TASK REQUIREMENTS: The listing below is to be transcribed exactly.

INFORMATION:
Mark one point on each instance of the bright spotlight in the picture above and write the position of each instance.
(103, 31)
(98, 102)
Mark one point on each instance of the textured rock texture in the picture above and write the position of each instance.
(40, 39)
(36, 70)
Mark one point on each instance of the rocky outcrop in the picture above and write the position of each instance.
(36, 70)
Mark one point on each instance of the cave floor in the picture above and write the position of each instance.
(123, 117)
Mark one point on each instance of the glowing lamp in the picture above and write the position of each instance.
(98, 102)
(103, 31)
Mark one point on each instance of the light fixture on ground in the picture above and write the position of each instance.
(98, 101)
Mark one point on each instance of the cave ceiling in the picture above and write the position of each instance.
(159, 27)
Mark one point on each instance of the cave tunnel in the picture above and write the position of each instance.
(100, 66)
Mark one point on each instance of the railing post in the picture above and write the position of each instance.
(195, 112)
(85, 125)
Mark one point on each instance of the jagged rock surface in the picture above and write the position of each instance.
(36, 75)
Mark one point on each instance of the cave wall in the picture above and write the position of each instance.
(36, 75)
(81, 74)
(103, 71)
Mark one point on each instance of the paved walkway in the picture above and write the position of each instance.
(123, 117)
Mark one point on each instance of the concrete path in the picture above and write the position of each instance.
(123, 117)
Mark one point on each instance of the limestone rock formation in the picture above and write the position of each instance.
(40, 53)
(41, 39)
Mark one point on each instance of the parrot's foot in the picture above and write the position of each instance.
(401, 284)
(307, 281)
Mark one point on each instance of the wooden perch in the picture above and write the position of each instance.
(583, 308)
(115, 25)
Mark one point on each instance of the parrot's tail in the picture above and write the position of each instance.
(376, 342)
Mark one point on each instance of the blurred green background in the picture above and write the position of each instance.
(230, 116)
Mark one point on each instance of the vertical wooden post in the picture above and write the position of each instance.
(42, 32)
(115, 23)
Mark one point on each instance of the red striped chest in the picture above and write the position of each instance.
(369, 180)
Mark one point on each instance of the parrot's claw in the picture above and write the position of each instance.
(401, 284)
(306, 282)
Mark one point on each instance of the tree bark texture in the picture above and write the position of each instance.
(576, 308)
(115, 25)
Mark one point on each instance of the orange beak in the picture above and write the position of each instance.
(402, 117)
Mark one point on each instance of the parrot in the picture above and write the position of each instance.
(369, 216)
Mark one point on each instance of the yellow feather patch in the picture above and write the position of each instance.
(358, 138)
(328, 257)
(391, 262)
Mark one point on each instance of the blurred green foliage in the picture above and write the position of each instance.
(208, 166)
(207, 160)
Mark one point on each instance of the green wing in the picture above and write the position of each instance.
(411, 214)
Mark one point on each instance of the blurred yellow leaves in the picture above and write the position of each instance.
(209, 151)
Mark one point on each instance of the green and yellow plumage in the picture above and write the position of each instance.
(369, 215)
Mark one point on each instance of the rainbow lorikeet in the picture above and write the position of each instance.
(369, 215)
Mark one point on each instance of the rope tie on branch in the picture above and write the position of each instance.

REPLY:
Mark one point on each instance of the bright spotlight in the picture above and write the position of each instance.
(103, 31)
(98, 102)
Mark one point on each instance of the textured rock texture in the picture above and write the position of each instance.
(40, 39)
(36, 70)
Mark one point on each instance of the rocky outcrop in the picture above and write the position of each instance.
(36, 70)
Mark one point on each instance of the cave floor in the picture above and write the position of each instance.
(123, 117)
Mark one point on each instance of the glowing lamp in the picture above and write the position of each instance.
(98, 102)
(103, 31)
Mark one point on each instance of the light fixture on ground in the picture above and write the position of each instance.
(98, 101)
Mark one point on each instance of the cave ceiling in the picture above and write the position of each instance.
(159, 27)
Mark one point on each instance of the cave tunnel in the picture above and write the position of each instance.
(100, 66)
Mark one point on each instance of the railing post in the picture above and write the position of each instance.
(195, 112)
(85, 125)
Mark one point on each instance of the jagged rock surface in the picture above and write the position of each instance.
(36, 75)
Mark one point on each instance of the cave wall in the picture above and write the position of each instance.
(36, 75)
(81, 74)
(103, 71)
Mark one point on each instance of the paved walkway in the picture above and write the position of each instance.
(123, 117)
Mark one point on each instance of the concrete path in the picture above and write the position of each instance.
(123, 117)
Mark one point on each instance of the limestone rock formation in the picture above and write the position of each instance.
(40, 53)
(41, 39)
Mark one point on each instance of the parrot's foot in the picture above and write the position of each instance.
(401, 284)
(307, 281)
Mark one point on each instance of the wooden perch in the picture above and write the position of each instance.
(583, 308)
(115, 25)
Mark one point on each instance of the parrot's tail in the picture above and write the position of each instance.
(376, 342)
Mark one point on each instance of the blurred green background in the picture above and write the position of each instance.
(230, 116)
Mark one point on each instance of the vertical wooden post in the picture above and write the position of each instance.
(42, 32)
(115, 23)
Mark one point on each instance of the red striped chest in the picture above and write the position of each instance.
(369, 180)
Mark one point on each instance of the parrot's claw in the picture above and write the position of each instance.
(401, 284)
(306, 282)
Mark one point on each instance of the tree bark texture in the picture above and write the position of each instance.
(576, 308)
(115, 25)
Mark one point on each instance of the orange beak in the picture above and write the position of each instance.
(402, 117)
Mark one point on each instance of the parrot in the picture above and write the position of each instance.
(369, 216)
Mark one point on each instance of the yellow feather patch in the picture above and write the position of each instance.
(358, 138)
(328, 257)
(391, 262)
Mark one point on each instance of the blurred green foliage in the picture above and write the position of each instance.
(208, 166)
(207, 160)
Mark one point on each instance of the green wing in the picture above and write the position of each instance.
(411, 214)
Mark one point on each instance of the blurred yellow leaves in the picture above and write the position of each instance.
(209, 151)
Mark one point on each instance of the green and yellow plumage in the picture above and write the position of each instance.
(369, 215)
Mark one point on each instance of the rainbow lorikeet in the picture above and write the position of each instance.
(369, 215)
Mark one point on each instance of the rope tie on branch in the picture above and write the position of each instance.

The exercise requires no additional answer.